- _EXERCÍCIOS PROPOSTOS_
a - Transcreva do texto sobre Reinaldo Azevedo e a direita o trecho entre "Publicado originalmente no" e "que eu acompanhava.", inclusive.
b - Segundo o texto sobre Reinaldo Azevedo e a direita, por que quem estivesse à direita de Reinaldo Azevedo já ficava fora do alcance da democracia?

- _TEXTO DE LEITURA_
# # # # #

O jornalista Reinaldo Azevedo (Arte Andreia Freire)
Publicado originalmente no site da revista CULT, em 25 de Maio de 2018
Reinaldo Azevedo e a direita
Por Wilson Gomes
Desde 2009, quando comecei a acompanhar uma amostra com os
perfis conservadores mais influentes em ambientes digitais, havia calibrado a
minha regra de maneira que Reinaldo Azevedo representasse o posto mais avançado
da direita conservadora ativa online. À direita de Reinaldo já se estava fora
do alcance da democracia, no setor que eu chamo dos “feios, sujos &
malvados”, em que funciona uma direita adversária dos Direitos Humanos e de
minorias, racista, militante homofóbica, misógina e machista, tudo isso
combinado ou segundo a própria especialização. Era o lugar de figuras como
Malafaia, Feliciano, Marisa Lobo, Bolsonaro e crias. Por anos, isto deu certo e
consegui localizar direitinho os perfis que eu acompanhava.
Em 2014, as coisas começaram a mudar. Comecei a notar que
alguns dos perfis que corriam na “faixa Reinaldo Azevedo” começaram a ir ainda
mais para a direita. Olavo de Carvalho e os seus pupilos, Moura Brasil e
Rodrigo Constantino, foram os primeiros, seguidos por Lobão, Roger Moreira,
Rachel Sheherazade e, enfim, Joice Hasselmann.
Mesmo as startups da direita digital com nomes de fantasia como MBL,
Revoltados Online, Vem pra Rua, et caterva, que surgiram depois de junho de
2013, todos o foram ultrapassando em direitismo e conservadorismo. Por fim, até
perfis recém-instalados na condição de influenciadores digitais, como Ana Paula
do Vôlei e Alexandre Garcia, já chegaram fincando suas bandeiras em territórios
em que o Tio Rei não havia ousado pisar ou para onde não quis ir.

# # # # #

[Entradas de imagem sobre regiões nomeadas]
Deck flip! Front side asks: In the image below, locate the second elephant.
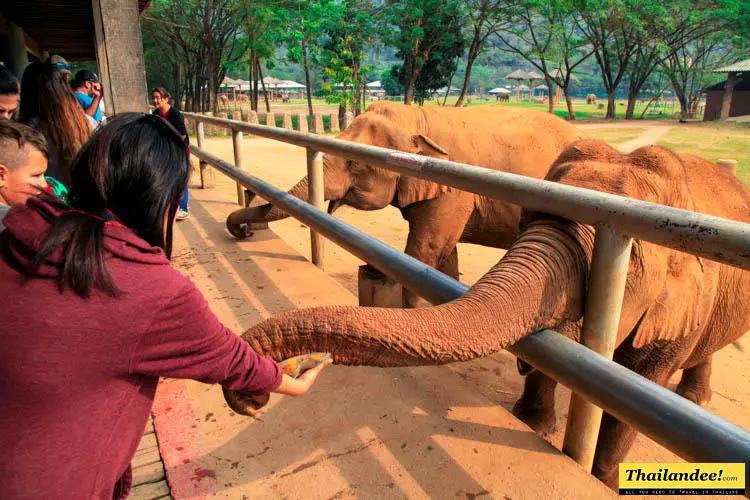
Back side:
[227,101,576,307]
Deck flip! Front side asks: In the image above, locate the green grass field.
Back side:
[221,96,679,121]
[658,122,750,185]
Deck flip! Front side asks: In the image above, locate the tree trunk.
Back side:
[302,38,314,119]
[563,85,576,121]
[604,90,617,120]
[456,39,479,108]
[225,225,593,376]
[625,89,638,120]
[339,101,346,127]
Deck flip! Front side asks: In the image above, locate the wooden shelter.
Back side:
[0,0,148,113]
[703,59,750,121]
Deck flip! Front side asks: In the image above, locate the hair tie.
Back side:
[68,208,122,225]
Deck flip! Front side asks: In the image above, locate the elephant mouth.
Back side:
[328,200,344,215]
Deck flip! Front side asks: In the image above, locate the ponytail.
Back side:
[32,210,121,298]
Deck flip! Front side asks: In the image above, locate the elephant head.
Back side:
[227,110,449,238]
[226,140,748,413]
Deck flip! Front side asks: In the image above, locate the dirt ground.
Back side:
[195,122,750,476]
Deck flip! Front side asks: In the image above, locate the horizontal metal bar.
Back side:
[192,142,750,462]
[513,330,750,463]
[185,113,750,269]
[190,147,466,303]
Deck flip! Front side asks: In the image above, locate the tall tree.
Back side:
[659,0,750,119]
[575,0,643,120]
[320,0,381,119]
[143,0,242,111]
[497,0,593,120]
[452,0,508,107]
[386,0,464,104]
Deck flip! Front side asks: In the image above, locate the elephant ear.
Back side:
[396,134,450,207]
[633,251,718,349]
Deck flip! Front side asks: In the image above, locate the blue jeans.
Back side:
[180,186,188,212]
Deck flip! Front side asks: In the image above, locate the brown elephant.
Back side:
[226,140,750,487]
[227,101,576,307]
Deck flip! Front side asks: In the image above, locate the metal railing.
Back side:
[185,113,750,471]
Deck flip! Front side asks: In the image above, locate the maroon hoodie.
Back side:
[0,199,282,499]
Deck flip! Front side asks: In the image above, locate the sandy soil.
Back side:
[197,122,750,480]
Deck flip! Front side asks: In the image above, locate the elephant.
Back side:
[227,101,576,307]
[225,139,750,488]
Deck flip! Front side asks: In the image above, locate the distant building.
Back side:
[703,59,750,121]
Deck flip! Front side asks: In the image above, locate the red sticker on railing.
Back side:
[385,153,427,169]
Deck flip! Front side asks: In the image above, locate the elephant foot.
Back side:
[513,399,557,436]
[675,380,713,406]
[591,464,620,492]
[227,224,254,240]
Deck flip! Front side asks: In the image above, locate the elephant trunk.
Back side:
[243,222,593,367]
[227,176,308,238]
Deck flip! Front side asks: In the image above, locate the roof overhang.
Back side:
[0,0,149,60]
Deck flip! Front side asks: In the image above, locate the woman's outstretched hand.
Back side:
[273,358,333,396]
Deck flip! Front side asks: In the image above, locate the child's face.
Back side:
[0,145,47,205]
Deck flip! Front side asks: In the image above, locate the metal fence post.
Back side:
[563,225,633,472]
[197,121,212,189]
[232,128,245,207]
[307,148,325,269]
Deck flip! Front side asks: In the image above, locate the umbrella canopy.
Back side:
[526,71,544,80]
[505,69,529,80]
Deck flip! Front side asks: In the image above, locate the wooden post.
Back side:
[563,225,633,472]
[716,160,737,175]
[232,129,245,207]
[313,111,325,134]
[198,122,214,189]
[719,71,737,120]
[357,264,404,309]
[343,111,354,130]
[331,113,341,134]
[297,113,310,134]
[307,148,325,269]
[217,111,230,135]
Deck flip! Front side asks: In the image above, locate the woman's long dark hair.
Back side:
[18,62,44,125]
[34,113,190,297]
[21,59,91,185]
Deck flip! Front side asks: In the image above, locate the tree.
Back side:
[659,0,750,119]
[575,0,644,120]
[143,0,241,111]
[497,0,593,120]
[386,0,464,104]
[242,0,283,112]
[320,0,381,120]
[452,0,507,107]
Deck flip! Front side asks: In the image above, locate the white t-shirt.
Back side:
[0,203,10,231]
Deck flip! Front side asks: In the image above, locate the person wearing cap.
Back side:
[47,54,73,81]
[72,69,102,123]
[0,64,21,120]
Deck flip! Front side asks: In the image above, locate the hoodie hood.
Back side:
[0,198,169,277]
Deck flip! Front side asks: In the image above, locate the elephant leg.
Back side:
[591,345,678,490]
[402,193,473,308]
[676,356,713,406]
[513,371,557,435]
[438,246,458,280]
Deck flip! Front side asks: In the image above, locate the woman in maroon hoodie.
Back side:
[0,113,327,499]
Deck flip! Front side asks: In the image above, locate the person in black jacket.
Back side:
[151,87,190,220]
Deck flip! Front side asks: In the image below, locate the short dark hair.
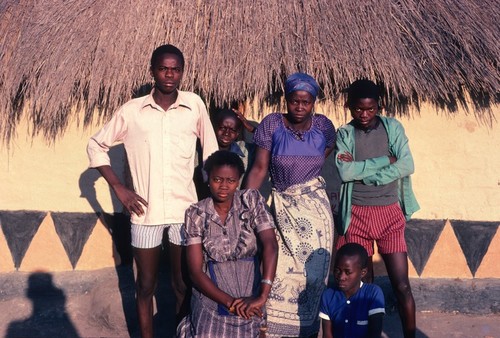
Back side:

# # # # #

- _RESPOSTAS_
a -
Publicado originalmente no site da revista CULT, em 25 de Maio de 2018
Reinaldo Azevedo e a direita
Por Wilson Gomes
Desde 2009, quando comecei a acompanhar uma amostra com os
perfis conservadores mais influentes em ambientes digitais, havia calibrado a
minha regra de maneira que Reinaldo Azevedo representasse o posto mais avançado
da direita conservadora ativa online. À direita de Reinaldo já se estava fora
do alcance da democracia, no setor que eu chamo dos “feios, sujos &
malvados”, em que funciona uma direita adversária dos Direitos Humanos e de
minorias, racista, militante homofóbica, misógina e machista, tudo isso
combinado ou segundo a própria especialização. Era o lugar de figuras como
Malafaia, Feliciano, Marisa Lobo, Bolsonaro e crias. Por anos, isto deu certo e
consegui localizar direitinho os perfis que eu acompanhava.

b - Nesse setor atua uma direita adversária dos Direitos Humanos e das minorias. Ela é racista, militante homofóbica, misógina e machista, com esses traços combinados ou conforme a especialização de cada um.